Lucid Culture

JAZZ, CLASSICAL MUSIC AND THE ARTS IN NEW YORK CITY

Concert Review: Carol Lipnik and Spookarama at the Delancey, NYC 4/2/09

Yet another good reason why the weekly Small Beast Thursday shows at the Delancey are the musical event of the week: a chance to see both Paul Wallfisch of Botanica and Dred Scott play back-to-back. It’s hard to imagine a more fascinating piano doublebill (in this case particularly apt, since the Small Beast in question here is the club’s 88-key spinet that somehow survives week to week). Since Wallfisch hosts the salon/concert series and also serves as the opening act, he gets a lot of ink here. Suffice it to say that he was in typically provocative, darkly incisive mode. He’s taken to covering a new song by another major artist also playing on the same night every time out. This time, in tribute to Marianne Faithfull (playing for megabucks in the West Village), he did It’s All Over Now, Baby Blue in addition to plenty of his own stuff including the fiery, politically charged How which this time around became an audience-participation number. Wallfisch does not acknowledge any fourth wall: attend this show and you are always in danger of becoming part of it, an especially enticing prospect for those who enjoy living dangerously.

* * * * * * * * *

WHAT TO WORK ON.
1. Name every musician and band that the concert review mentions.
2. Write the next part of the concert review, picking up right after its last sentence.

DATA SEGMENT.
* * * * * * * * *

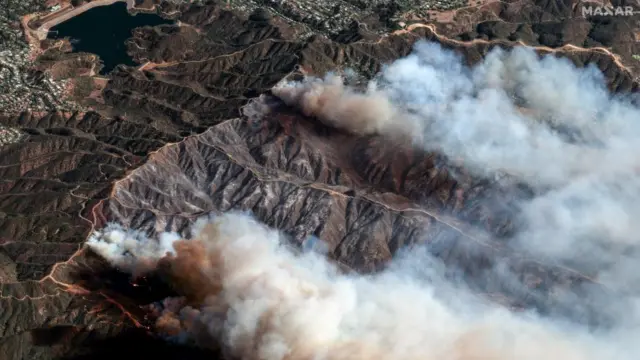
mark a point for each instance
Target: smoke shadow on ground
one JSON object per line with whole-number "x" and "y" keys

* * * * * * * * *

TASK-BY-TASK OUTPUTS.
1. Carol Lipnik, Spookarama, Paul Wallfisch, Botanica, Dred Scott, Marianne Faithfull

2.
Next on the bill was Carol Lipnik, the extraordinary and unique noir chanteuse who hasn’t played out in awhile. We covered her exquisitely beautiful but sonically disastrous show at the Spiegeltent downtown last fall. As it turned out, a member of last night’s audience was also in the vicinity that October night and had equally bitter memories of watching another performer, in her case John Kelly, being drowned out by the woomp-woomp-woomp blasting from the adjacent tent where the women onstage were undulating and taking off their clothes. But nothing like that happened last night (as far as anyone could see – if anybody was disrobing, they’d found a private place). Her voice awash in eerie reverb, Lipnik seemingly went into a trance, turning the loud, chatty crowd at the bar silent and riveted.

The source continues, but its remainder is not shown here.